:: 本文 ::
***

2006年、福岡市で飲酒運転によって3人の子供が死んだという事件があった。
この事故をきっかけに道交法が2007年6月に改正され、ひき逃げの最高刑は懲役5年から10年に、飲酒運転(酒酔い)では3年から5年に引き上げられた。
飲酒運転をそそのかしたり、車両や酒類を提供する行為への罰則も新たに盛り込まれた。

ところが先月の新聞には、父親である大上哲央さんのこんな話が載っていた。

飲酒運転事故がなくならない現状に「私たちと同じ悲惨な事故が二度と起きないよう、注意してほしい」と訴える一方、厳罰化については「必ずしも事故の減少につながるとは思わない。厳罰化すればするほど事故現場から逃げる人が増えるのではないかと思う」との懸念も示した。

***

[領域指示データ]

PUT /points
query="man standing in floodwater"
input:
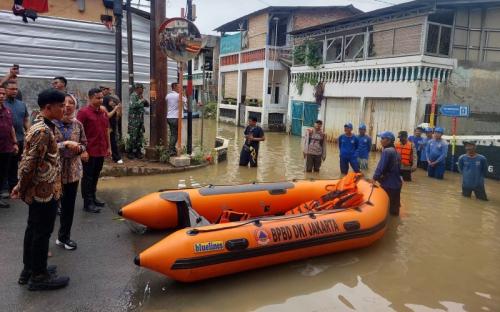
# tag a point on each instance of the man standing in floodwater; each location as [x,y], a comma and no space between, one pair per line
[473,167]
[365,144]
[136,122]
[423,155]
[250,150]
[408,154]
[348,146]
[387,172]
[314,147]
[436,151]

***

:: 設問 ::
飲酒運転の厳罰化についての本文によると、2007年6月の道交法改正でひき逃げの最高刑はどのように変わったか答えなさい。

:: 解答 ::
懲役5年から10年に引き上げられた。